#### [Document segment]
┌────────

Buddhist temple in Toyooka, Hyōgo, Japan

Tajima Kokubun-ji (但馬国分寺) is a Buddhist temple located in the Hidaka-chō neighborhood of the city of Toyooka, Hyōgo, Japan. It belongs to the Jōdo-shū sect, and its main image is a Heian period statue of Yakushi Nyorai. The statue of a designated Tangible Cultural Property of Toyooka City. The temple is the modern successor of one of the provincial temples established by Emperor Shōmu during the Nara period (710–794) for the purpose of promoting Buddhism as the national religion of Japan and standardising control of imperial rule over the provinces. The foundation stones for the original temple were designated as a National Historic Site in 1990, with the area under protection extended in 2000, 2004, 2011, 2013 and 2015.

==History==
The Shoku Nihongi records that in 741, as the country recovered from a major smallpox epidemic, Emperor Shōmu ordered that a monastery and nunnery be established in every province, the kokubunji (国分寺).

The Tajima Kokubun-ji is located in the Kokufu Plain formed by the Maruyama River in the southern part of Toyooka City. The current precincts overlap with the ruins of ancient provincial temple, and the ruins of Kokubun-niji provincial nunnery are located about one kilometer to the north. In addition, the Narafugamori site, which is presumed to be the remains of the provincial capital after the Heian period, is also located in the vicinity (the location of the capital before the Heian period is unknown).

The precise date of the construction of the Tajima Kokubun-ji has not been confirmed from archaeological materials or literature, however, it is mentioned in an entry in the "Shoku Nihongi" dated 756, so it must have been built soon after Emperor Shōmu's proclamation of 741. Archaeologically, dendrochronology on wood found in a well on the site yielded a date of 763, and a mokkan (wooden tablet) found at the site estimated to date from 767 to 770 lists some of the temple's organization, staffing and structures, including a pagoda, which another wooden tablet lists as having been damaged by a lightning strike in 777. The temple is listed in the Engishiki records of 927 as having a revenue of 20,000 bundles of rice. As with most of the kokubun-ji around the country, the temple fell into decline with the collapse of the Ritsuryō system of central government authority at the end of the Heian period, and its subsequent history becomes confused. Per a document dated 1285, it appears that the temple had become a shōen landed estate controlled by the "Hosshō-ji clan", which received tax exemption from Northern Court Emperor Kōgon in 1338. It was the site of number of battles during the Nanboku-chō period and was often referred to as "Kokubunji Castle", although a temple also remained on the site, as other documents indicate that it became a subsidiary of Saidai-ji in Nara in 1381. In 1580, Toyotomi Hidenaga defeated Ōtsubo Matashirō during his conquest of Tajima Province, and the temple burned down during that struggle. It appears that the site remained in ruins until the temple was revived in 1759. In 1814, Ino Tadataka surveyed the area, leaving a record of the location of the temple's remains and that of the provincial nunnery.

└────────

Copy the Tajima Kokubun-ji text word for word, from "Tajima Kokubun-ji (但馬国分寺)" up to and including "2013 and 2015.".

#### [Dataset records]
┌────────

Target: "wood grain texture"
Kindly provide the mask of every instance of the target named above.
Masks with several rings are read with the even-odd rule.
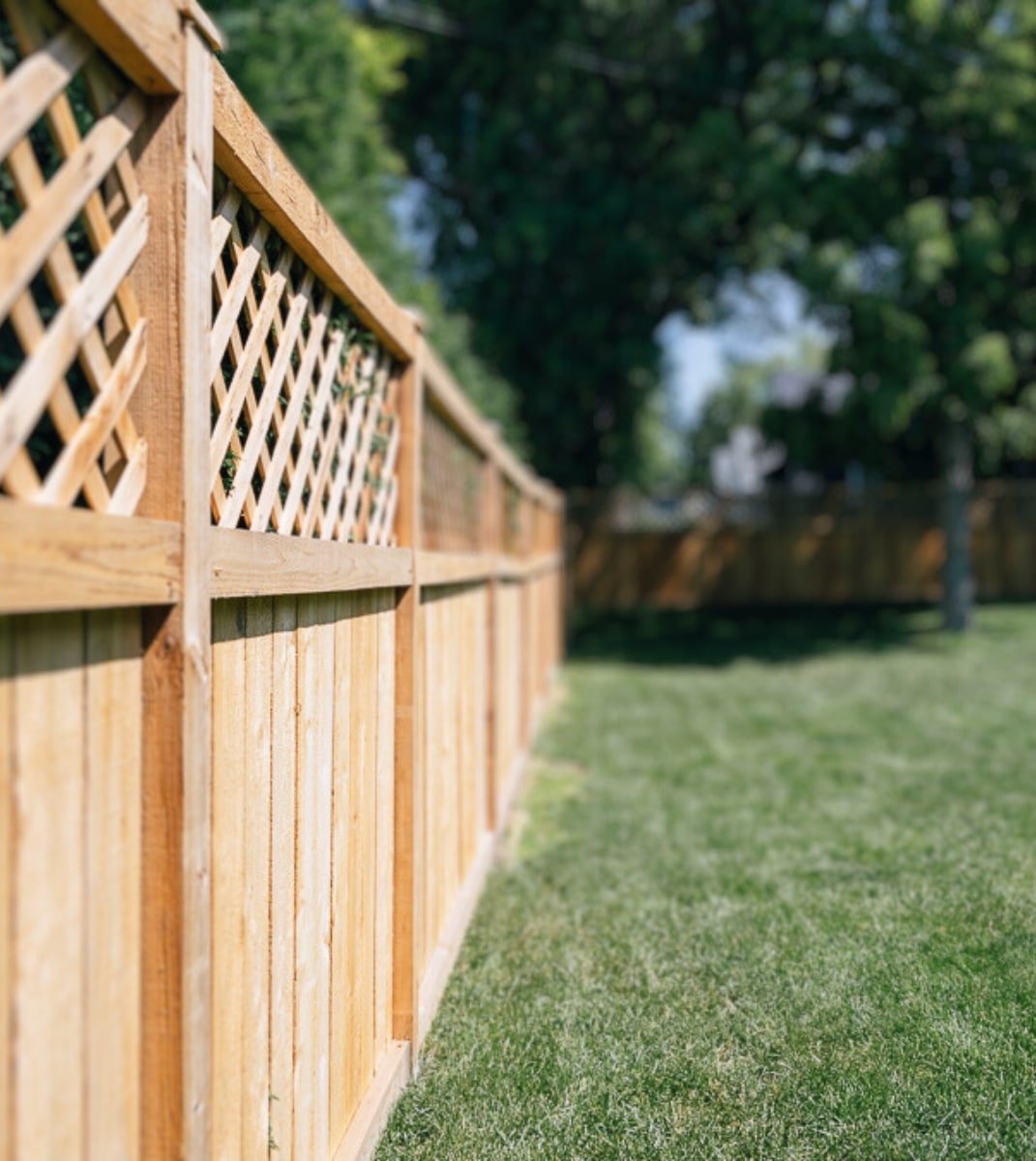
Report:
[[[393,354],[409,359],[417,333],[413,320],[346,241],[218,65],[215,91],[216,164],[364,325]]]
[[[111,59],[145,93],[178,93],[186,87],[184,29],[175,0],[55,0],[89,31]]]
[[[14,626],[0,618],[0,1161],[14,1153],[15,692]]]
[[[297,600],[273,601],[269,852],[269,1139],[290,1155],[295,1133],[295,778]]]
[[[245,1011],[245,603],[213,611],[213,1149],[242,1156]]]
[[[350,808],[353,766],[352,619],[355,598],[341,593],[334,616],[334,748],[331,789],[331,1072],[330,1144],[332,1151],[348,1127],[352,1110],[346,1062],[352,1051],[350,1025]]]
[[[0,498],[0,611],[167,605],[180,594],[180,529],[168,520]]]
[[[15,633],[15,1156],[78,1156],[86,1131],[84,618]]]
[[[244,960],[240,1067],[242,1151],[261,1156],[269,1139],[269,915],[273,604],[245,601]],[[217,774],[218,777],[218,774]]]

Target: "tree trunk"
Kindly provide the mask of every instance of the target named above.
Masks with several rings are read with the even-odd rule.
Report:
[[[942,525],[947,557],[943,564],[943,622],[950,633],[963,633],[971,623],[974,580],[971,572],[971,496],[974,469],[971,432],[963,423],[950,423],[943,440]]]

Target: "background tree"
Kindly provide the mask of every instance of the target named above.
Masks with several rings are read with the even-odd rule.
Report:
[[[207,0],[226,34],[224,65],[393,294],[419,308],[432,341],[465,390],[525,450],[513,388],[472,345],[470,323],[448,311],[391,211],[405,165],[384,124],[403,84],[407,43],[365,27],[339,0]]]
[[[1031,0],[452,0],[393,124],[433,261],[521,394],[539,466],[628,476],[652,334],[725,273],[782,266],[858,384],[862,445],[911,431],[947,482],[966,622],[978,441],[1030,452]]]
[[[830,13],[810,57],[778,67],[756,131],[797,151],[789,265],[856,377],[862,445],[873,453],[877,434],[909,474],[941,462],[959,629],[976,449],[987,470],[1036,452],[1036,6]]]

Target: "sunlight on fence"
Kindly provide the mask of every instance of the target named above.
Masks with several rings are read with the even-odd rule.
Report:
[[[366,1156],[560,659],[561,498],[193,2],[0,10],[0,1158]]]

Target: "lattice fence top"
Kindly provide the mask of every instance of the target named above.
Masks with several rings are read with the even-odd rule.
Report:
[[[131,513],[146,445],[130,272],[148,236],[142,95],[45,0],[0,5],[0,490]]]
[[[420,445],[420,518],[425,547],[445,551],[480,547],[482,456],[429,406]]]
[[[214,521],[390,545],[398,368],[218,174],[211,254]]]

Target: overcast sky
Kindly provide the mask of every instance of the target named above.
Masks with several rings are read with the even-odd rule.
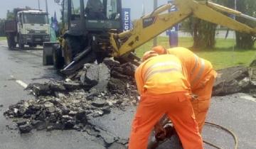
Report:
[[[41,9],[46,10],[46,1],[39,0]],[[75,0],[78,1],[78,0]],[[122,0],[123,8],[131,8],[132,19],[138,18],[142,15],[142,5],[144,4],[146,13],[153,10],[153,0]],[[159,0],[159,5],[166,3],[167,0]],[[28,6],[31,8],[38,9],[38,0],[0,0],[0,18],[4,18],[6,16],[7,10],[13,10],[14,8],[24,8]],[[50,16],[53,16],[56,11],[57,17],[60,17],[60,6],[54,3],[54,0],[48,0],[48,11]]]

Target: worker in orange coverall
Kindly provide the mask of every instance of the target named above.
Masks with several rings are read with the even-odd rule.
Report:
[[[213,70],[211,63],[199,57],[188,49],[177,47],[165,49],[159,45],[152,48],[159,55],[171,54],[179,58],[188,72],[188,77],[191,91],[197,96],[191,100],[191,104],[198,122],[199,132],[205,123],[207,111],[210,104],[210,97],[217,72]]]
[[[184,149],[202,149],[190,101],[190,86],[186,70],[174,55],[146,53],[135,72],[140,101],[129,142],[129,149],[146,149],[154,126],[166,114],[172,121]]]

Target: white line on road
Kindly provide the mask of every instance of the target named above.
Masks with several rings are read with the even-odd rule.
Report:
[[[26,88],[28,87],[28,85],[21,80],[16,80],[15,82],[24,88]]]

└────────

#### [Result of this task]
Tajima Kokubun-ji (但馬国分寺) is a Buddhist temple located in the Hidaka-chō neighborhood of the city of Toyooka, Hyōgo, Japan. It belongs to the Jōdo-shū sect, and its main image is a Heian period statue of Yakushi Nyorai. The statue of a designated Tangible Cultural Property of Toyooka City. The temple is the modern successor of one of the provincial temples established by Emperor Shōmu during the Nara period (710–794) for the purpose of promoting Buddhism as the national religion of Japan and standardising control of imperial rule over the provinces. The foundation stones for the original temple were designated as a National Historic Site in 1990, with the area under protection extended in 2000, 2004, 2011, 2013 and 2015.